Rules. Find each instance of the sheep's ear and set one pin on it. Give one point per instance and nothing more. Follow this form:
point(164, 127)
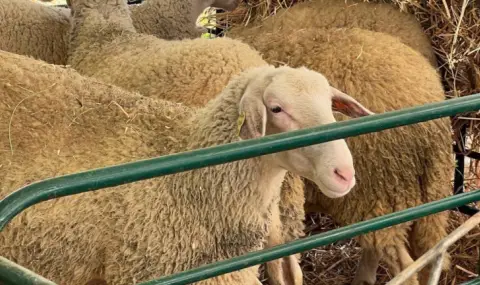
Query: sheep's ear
point(252, 121)
point(346, 105)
⁂
▶ **STATED PROBLEM**
Duplicate the records above line for line, leaving out the picture.

▶ **RESPONSE**
Rules. Find each instance of the sheep's ear and set one pin on it. Give one point per instance and nothing more. Follow this form:
point(164, 127)
Query: sheep's ear
point(252, 121)
point(346, 105)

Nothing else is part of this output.